--- DIRECTIONS ---
Rewrite the stretch of entries below from the start through the line containing "[517,144,594,280]", including the requests, and shift every coordinate in the answers up by 53. Leave the pictures out, and reproduce only that stretch.

Coordinate annotation entries
----

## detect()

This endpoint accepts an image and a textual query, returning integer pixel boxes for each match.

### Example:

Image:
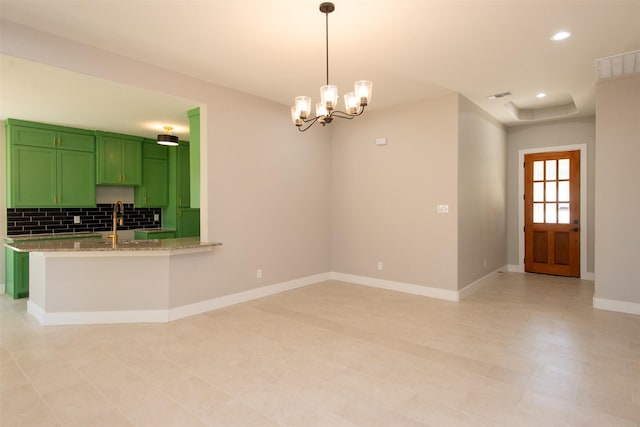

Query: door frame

[517,144,594,280]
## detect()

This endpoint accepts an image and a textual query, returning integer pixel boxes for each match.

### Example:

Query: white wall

[331,94,458,291]
[458,96,507,289]
[0,22,330,298]
[594,74,640,314]
[507,117,596,273]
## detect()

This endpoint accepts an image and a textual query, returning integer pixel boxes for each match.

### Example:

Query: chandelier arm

[298,117,320,132]
[331,110,356,120]
[331,105,365,120]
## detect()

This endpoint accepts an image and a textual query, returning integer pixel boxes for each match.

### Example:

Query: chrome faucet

[107,200,124,248]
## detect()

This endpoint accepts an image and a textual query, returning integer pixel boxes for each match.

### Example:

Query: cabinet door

[57,131,95,153]
[96,136,122,185]
[135,158,169,207]
[11,126,56,148]
[177,145,191,207]
[7,145,57,208]
[57,150,96,207]
[122,140,142,185]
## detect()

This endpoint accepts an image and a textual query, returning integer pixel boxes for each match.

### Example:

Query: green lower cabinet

[133,230,176,240]
[4,234,101,299]
[4,247,29,299]
[177,208,200,237]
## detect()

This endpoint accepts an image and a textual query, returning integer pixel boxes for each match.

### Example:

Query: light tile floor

[0,273,640,427]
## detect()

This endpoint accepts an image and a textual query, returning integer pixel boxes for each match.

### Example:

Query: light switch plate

[436,204,449,213]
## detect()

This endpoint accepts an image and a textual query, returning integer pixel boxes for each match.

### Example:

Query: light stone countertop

[5,237,222,252]
[2,232,102,242]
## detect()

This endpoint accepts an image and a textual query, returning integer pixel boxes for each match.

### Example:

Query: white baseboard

[458,265,508,300]
[168,273,331,320]
[27,301,169,325]
[27,273,331,325]
[593,297,640,314]
[331,272,460,302]
[507,264,524,273]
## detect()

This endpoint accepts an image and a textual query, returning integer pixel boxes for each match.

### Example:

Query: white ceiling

[0,0,640,133]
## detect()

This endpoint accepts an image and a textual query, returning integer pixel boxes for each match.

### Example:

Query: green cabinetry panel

[96,131,142,185]
[7,145,58,208]
[4,234,100,299]
[177,144,191,208]
[177,208,200,237]
[134,141,169,208]
[134,230,176,240]
[4,247,29,299]
[7,119,96,208]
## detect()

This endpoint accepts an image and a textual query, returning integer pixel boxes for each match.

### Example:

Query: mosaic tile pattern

[7,203,162,236]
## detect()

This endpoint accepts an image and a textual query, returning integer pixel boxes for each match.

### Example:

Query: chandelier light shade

[157,126,178,146]
[291,2,373,132]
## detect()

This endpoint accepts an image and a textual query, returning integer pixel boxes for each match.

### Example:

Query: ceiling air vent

[487,92,511,99]
[596,50,640,80]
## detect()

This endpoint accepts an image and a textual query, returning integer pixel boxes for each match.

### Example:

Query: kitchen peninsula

[7,237,221,325]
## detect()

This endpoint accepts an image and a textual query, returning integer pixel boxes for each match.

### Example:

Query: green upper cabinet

[176,142,191,208]
[96,131,142,185]
[6,119,96,208]
[134,140,169,208]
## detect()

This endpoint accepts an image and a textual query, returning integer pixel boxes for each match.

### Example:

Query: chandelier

[291,2,373,132]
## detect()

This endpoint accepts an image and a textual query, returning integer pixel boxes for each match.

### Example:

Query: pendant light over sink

[291,2,373,132]
[157,126,178,147]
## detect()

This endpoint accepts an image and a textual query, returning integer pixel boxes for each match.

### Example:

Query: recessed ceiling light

[551,31,571,41]
[487,92,511,99]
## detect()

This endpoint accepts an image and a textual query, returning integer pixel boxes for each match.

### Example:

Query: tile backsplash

[7,203,162,236]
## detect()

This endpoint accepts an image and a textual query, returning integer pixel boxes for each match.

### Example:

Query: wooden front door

[524,151,580,277]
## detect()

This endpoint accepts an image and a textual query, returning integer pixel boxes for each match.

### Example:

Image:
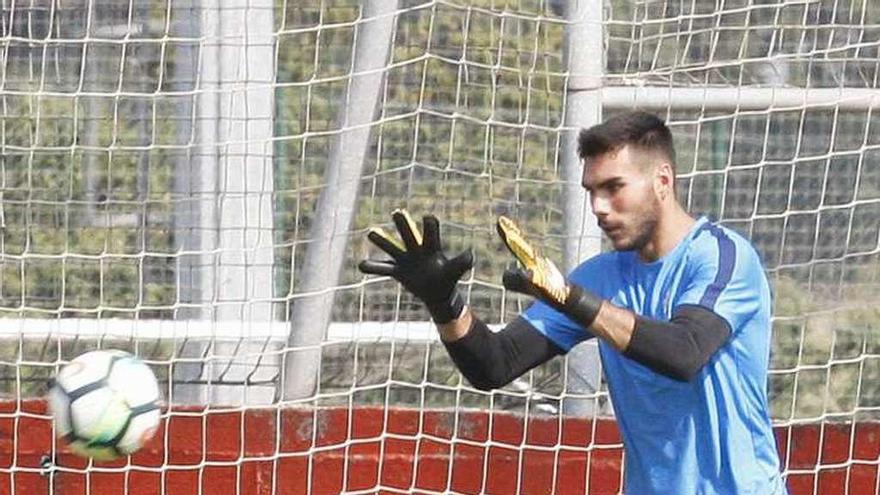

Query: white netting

[0,0,880,493]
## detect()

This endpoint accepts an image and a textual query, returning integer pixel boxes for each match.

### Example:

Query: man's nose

[591,196,610,217]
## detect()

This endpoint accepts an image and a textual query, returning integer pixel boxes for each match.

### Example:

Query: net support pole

[562,0,605,415]
[176,0,280,405]
[282,0,397,400]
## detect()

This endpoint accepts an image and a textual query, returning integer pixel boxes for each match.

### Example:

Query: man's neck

[639,203,696,263]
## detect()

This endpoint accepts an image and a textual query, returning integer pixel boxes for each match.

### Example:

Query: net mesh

[0,0,880,493]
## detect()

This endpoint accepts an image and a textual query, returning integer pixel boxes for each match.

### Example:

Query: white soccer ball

[49,350,159,461]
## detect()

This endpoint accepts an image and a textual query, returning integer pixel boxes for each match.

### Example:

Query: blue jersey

[524,218,786,495]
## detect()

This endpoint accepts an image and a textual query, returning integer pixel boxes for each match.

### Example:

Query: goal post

[0,0,880,495]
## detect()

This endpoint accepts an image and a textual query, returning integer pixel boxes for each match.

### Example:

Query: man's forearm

[590,301,730,381]
[437,306,474,342]
[437,309,562,390]
[590,301,636,352]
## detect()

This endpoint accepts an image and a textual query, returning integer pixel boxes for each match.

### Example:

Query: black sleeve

[444,316,562,390]
[623,305,730,382]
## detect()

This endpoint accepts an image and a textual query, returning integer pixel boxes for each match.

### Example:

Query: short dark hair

[578,111,675,167]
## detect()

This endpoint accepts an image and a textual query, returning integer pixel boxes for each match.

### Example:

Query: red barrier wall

[0,401,880,495]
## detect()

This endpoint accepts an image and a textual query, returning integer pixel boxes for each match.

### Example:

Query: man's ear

[654,161,675,200]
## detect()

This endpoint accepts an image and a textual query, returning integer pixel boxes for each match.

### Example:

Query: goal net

[0,0,880,494]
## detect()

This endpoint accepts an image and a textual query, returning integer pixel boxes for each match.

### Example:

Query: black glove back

[358,210,474,324]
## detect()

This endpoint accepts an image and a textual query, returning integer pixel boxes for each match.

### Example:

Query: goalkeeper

[359,112,786,495]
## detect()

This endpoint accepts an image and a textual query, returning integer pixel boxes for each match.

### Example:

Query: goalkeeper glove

[497,216,602,328]
[358,210,474,324]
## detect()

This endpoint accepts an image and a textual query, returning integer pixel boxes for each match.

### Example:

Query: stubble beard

[614,200,660,251]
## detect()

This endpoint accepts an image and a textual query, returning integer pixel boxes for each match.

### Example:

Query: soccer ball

[49,350,159,461]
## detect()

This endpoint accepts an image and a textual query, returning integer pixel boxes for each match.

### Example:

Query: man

[360,112,786,495]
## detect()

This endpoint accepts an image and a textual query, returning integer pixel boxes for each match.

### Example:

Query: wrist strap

[559,283,602,328]
[425,290,464,325]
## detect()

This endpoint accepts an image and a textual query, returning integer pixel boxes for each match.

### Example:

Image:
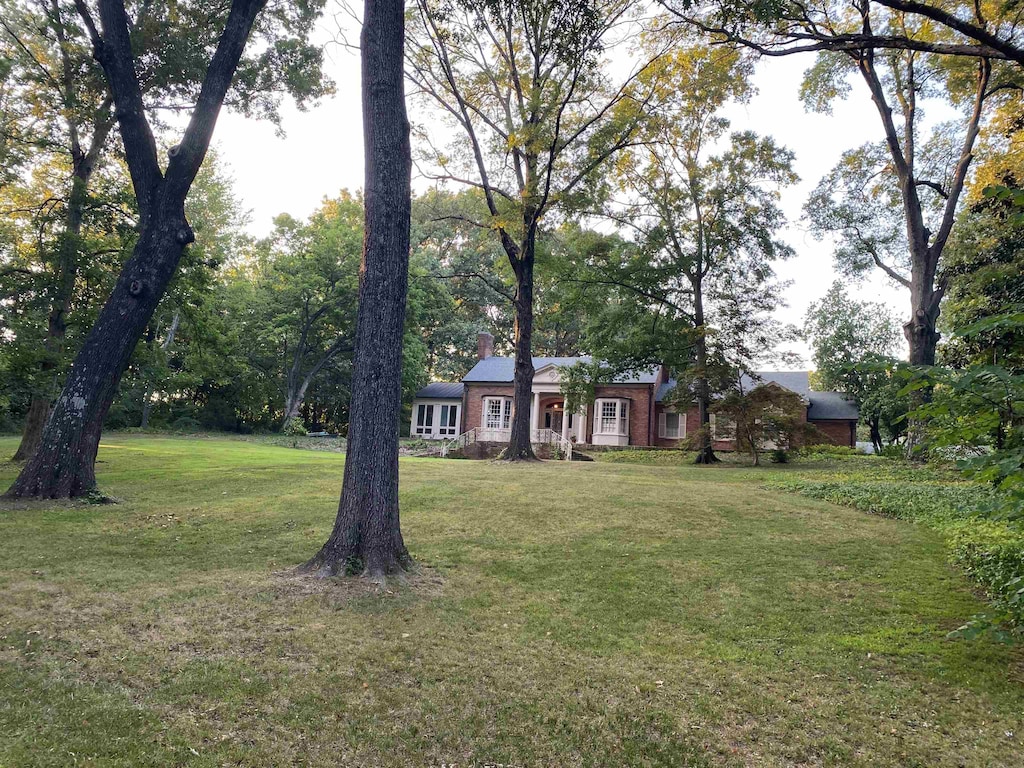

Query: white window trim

[657,408,686,440]
[594,397,630,437]
[413,402,436,437]
[711,414,736,440]
[480,395,512,431]
[409,398,462,440]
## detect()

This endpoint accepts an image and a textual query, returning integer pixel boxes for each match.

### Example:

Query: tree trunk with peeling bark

[301,0,412,579]
[13,99,113,462]
[5,0,265,499]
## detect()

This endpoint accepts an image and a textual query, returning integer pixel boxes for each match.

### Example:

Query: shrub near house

[410,333,859,451]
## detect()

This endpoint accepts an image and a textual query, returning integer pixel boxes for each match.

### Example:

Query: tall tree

[658,0,1024,63]
[0,0,324,459]
[617,40,797,464]
[0,1,115,461]
[303,0,413,579]
[804,282,906,451]
[7,0,323,498]
[575,39,797,464]
[663,0,1019,453]
[409,0,650,461]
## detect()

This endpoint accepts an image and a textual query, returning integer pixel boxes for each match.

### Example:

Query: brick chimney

[476,331,495,360]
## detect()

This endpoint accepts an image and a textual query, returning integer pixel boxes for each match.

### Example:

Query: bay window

[483,397,512,429]
[437,406,459,436]
[594,398,630,436]
[416,402,434,435]
[657,411,686,440]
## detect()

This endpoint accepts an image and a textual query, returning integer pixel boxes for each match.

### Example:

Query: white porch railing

[440,429,477,459]
[438,427,572,461]
[529,428,572,461]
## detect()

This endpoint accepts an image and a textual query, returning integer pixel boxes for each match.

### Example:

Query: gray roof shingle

[463,355,657,384]
[416,381,466,400]
[654,371,860,421]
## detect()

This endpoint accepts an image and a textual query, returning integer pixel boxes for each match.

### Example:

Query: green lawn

[0,436,1024,768]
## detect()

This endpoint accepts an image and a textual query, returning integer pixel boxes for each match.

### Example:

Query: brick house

[410,333,859,451]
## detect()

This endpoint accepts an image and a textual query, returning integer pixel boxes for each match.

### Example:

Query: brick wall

[587,384,657,445]
[654,406,857,451]
[462,384,512,432]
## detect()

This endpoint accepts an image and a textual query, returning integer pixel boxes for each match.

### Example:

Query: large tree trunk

[13,158,94,461]
[684,273,719,464]
[903,266,943,459]
[867,416,882,454]
[6,196,193,499]
[6,0,264,499]
[502,236,537,461]
[302,0,412,578]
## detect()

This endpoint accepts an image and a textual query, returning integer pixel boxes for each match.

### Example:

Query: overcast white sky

[215,22,909,368]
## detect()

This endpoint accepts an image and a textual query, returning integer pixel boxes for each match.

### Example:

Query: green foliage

[712,383,817,464]
[594,451,694,467]
[282,417,309,437]
[804,281,910,451]
[773,462,1024,640]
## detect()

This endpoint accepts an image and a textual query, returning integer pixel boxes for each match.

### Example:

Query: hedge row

[771,473,1024,639]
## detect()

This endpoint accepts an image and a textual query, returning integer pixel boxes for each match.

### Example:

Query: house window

[594,399,630,435]
[437,406,459,435]
[416,402,434,434]
[657,411,686,440]
[711,414,736,440]
[483,397,512,429]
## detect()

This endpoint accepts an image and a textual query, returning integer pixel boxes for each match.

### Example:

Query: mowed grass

[0,436,1024,768]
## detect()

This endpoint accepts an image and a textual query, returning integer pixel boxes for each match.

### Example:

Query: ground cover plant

[0,435,1024,766]
[771,457,1024,640]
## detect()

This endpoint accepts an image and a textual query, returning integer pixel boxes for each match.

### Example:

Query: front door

[551,411,562,434]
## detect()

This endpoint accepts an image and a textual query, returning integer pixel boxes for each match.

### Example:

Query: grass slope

[0,437,1024,767]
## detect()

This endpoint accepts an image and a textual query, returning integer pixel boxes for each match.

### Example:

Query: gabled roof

[463,355,657,384]
[416,381,466,400]
[807,392,860,421]
[654,371,860,421]
[741,371,811,397]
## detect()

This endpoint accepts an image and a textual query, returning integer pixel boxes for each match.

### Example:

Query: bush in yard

[772,466,1024,640]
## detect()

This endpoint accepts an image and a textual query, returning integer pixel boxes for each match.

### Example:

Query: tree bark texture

[6,0,265,499]
[690,276,719,464]
[302,0,412,578]
[502,228,537,461]
[13,109,113,461]
[7,210,191,499]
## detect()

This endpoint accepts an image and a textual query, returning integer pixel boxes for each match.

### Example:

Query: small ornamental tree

[712,383,819,466]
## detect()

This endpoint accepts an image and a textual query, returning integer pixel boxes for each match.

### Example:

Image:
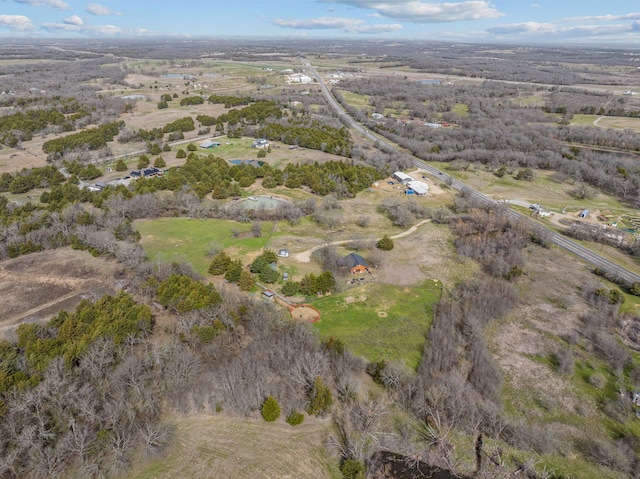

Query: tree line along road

[302,59,640,287]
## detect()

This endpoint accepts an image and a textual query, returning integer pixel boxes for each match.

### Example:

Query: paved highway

[302,59,640,286]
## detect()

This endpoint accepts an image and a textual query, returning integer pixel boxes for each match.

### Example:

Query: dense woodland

[0,41,640,479]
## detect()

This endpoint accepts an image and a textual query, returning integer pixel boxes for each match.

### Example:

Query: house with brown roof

[338,253,369,274]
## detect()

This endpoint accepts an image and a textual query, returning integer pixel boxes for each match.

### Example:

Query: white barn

[391,171,413,185]
[407,180,429,196]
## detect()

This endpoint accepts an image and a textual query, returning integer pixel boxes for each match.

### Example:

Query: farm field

[119,412,339,479]
[134,218,273,275]
[312,280,443,370]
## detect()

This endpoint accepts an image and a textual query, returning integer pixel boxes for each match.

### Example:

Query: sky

[0,0,640,45]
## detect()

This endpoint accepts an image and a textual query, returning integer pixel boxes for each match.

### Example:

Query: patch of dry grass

[121,415,337,479]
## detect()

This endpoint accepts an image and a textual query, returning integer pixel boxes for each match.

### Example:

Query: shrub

[191,326,218,343]
[261,396,281,422]
[238,271,255,291]
[116,158,127,171]
[282,281,300,296]
[376,235,394,251]
[340,457,365,479]
[259,267,280,283]
[137,155,149,170]
[307,376,333,416]
[224,259,242,283]
[262,176,278,189]
[286,409,304,426]
[209,251,231,274]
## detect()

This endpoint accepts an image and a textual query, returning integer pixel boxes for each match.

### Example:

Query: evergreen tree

[286,409,304,426]
[282,281,300,296]
[209,251,231,274]
[376,235,394,251]
[260,266,280,283]
[238,271,256,291]
[307,376,333,416]
[224,259,242,283]
[137,155,149,170]
[116,158,127,171]
[249,256,269,274]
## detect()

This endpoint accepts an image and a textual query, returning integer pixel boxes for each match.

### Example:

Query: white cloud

[273,17,364,30]
[487,22,638,40]
[0,15,34,32]
[346,23,402,33]
[15,0,69,10]
[566,13,640,22]
[273,17,402,33]
[62,15,84,25]
[323,0,504,23]
[87,3,122,16]
[42,23,124,36]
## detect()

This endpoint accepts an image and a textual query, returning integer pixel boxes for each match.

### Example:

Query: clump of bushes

[261,396,281,422]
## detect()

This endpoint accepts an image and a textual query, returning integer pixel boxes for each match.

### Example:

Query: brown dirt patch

[0,248,121,338]
[290,304,320,323]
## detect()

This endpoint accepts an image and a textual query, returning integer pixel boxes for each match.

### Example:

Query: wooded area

[0,41,640,479]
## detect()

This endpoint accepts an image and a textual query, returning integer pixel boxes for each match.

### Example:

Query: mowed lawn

[312,280,442,370]
[134,218,273,274]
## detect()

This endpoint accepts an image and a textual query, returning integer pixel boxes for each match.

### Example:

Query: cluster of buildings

[287,73,313,84]
[391,171,429,196]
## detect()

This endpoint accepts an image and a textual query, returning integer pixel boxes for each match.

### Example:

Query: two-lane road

[302,59,640,286]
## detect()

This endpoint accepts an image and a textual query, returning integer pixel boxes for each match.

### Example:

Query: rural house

[338,253,369,274]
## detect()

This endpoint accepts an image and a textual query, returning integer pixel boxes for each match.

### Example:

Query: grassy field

[134,218,273,274]
[338,90,372,109]
[120,415,342,479]
[451,103,469,116]
[313,280,442,369]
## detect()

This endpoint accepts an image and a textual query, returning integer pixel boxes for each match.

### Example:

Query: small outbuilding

[391,171,413,185]
[338,253,369,274]
[198,140,220,148]
[407,180,429,196]
[262,289,276,301]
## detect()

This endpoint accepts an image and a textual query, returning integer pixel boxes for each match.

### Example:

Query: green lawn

[134,218,273,274]
[313,280,442,369]
[339,90,372,109]
[451,103,469,116]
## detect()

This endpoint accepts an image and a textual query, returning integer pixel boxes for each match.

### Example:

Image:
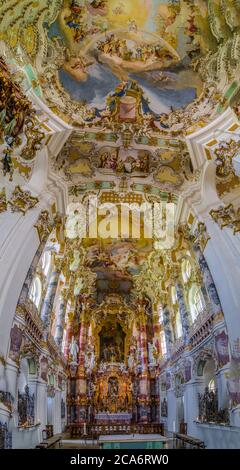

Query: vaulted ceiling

[0,0,240,300]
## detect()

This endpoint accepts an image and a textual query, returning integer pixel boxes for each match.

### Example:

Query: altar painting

[99,323,125,362]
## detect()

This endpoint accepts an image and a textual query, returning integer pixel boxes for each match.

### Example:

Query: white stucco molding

[186,108,237,170]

----

--- FULL RESPONSE ---
## detect()

This endpoint accepts an image and a textual query, returning integer pixel boxes for each match.

### Example:

Image:

Query: door frame

[570,197,647,333]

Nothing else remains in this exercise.